[Records excerpted from a collection]
☆ ☆ ☆ ☆ ☆

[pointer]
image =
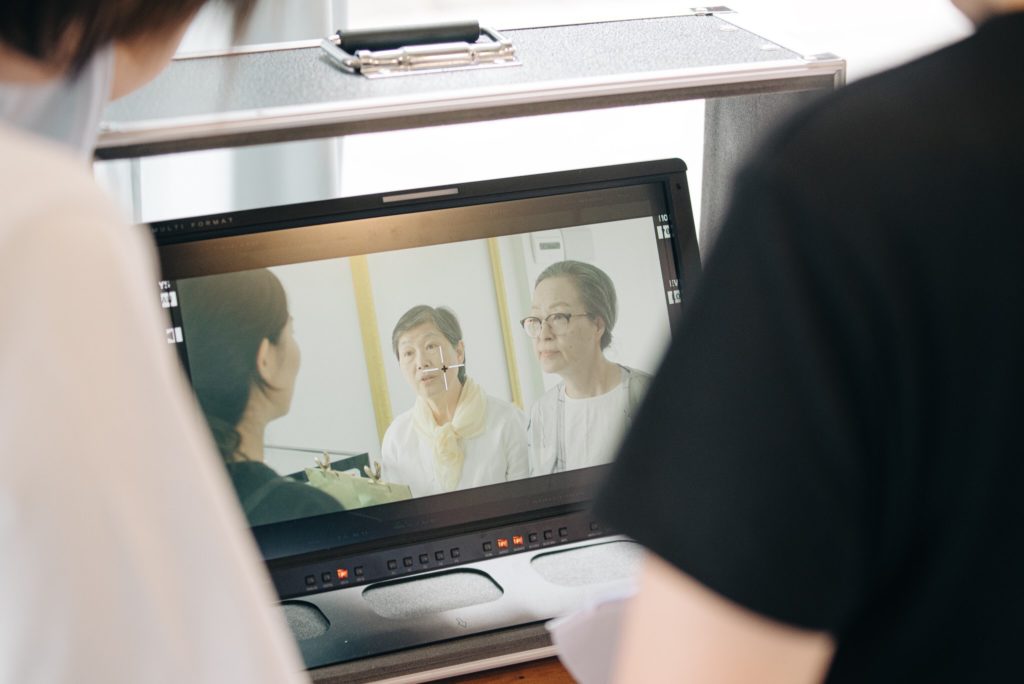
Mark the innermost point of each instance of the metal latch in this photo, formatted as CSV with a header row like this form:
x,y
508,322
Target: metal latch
x,y
411,50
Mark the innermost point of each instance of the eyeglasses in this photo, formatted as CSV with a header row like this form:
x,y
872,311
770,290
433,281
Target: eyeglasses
x,y
557,323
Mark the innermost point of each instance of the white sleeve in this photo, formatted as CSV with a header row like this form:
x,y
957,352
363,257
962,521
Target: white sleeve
x,y
125,555
516,451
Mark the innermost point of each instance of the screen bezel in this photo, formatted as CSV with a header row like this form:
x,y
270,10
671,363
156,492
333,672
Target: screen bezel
x,y
181,242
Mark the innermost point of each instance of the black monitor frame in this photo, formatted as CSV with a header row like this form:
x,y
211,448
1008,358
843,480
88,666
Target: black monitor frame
x,y
195,246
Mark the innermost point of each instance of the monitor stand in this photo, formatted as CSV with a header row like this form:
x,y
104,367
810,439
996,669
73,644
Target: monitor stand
x,y
494,594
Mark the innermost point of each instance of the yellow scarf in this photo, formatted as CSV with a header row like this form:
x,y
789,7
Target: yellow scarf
x,y
468,421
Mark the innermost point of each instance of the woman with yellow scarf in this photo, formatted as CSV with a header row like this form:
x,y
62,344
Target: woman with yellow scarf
x,y
455,436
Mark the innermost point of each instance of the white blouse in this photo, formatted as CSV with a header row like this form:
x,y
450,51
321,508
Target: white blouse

☆ ☆ ☆ ☆ ☆

▶ WHAT YOU NEED TO DO:
Your task is to extract the lines running from the one with "Mark the innermost point of each instance of the eyeglasses" to the end of the material, inclusive, copying each exactly and adding nothing.

▶ WRITTEN SOLUTION:
Mark the innermost point of each instance of the eyeglasses in this photo, formatted as CSV with a header row like this form:
x,y
872,311
770,290
433,281
Target: eyeglasses
x,y
557,323
Mark the innermost point of each instance of the white sleeve in this photo, formatted as CSV with a header row like this form:
x,y
957,352
363,257
962,521
Target: white sleeve
x,y
125,555
516,451
Mark the innermost point of each instance of the screen bezel in this photo, formatted as CSV with a header row like this form:
x,y
270,10
671,363
156,492
333,672
Target: screen bezel
x,y
181,242
Mark the innermost point of each instance of the black monitor frame in this photo, formatted as CSV with a header row like this form:
x,y
211,448
1008,358
843,480
88,666
Target: black monitor frame
x,y
195,246
Mark the innermost point of each instance of the monitor stand in this photo, formatted as CSV with a header row like this form:
x,y
104,367
810,439
996,669
73,644
Target: monitor stand
x,y
494,594
Mark the innermost point of each instance of the yellow scarf in this photo, formatted as CSV with a header row like this form:
x,y
789,7
Target: yellow scarf
x,y
468,421
Mark the innermost point of each instance of the woman with yellow scarf in this photo, formatted as CSV with a header row like this form:
x,y
62,344
Target: woman with yellow scarf
x,y
455,436
Mark the innermost point of each instance of the white blouse in this photo, formatted as CSV with a header row like this form:
x,y
450,51
321,508
Target: white blouse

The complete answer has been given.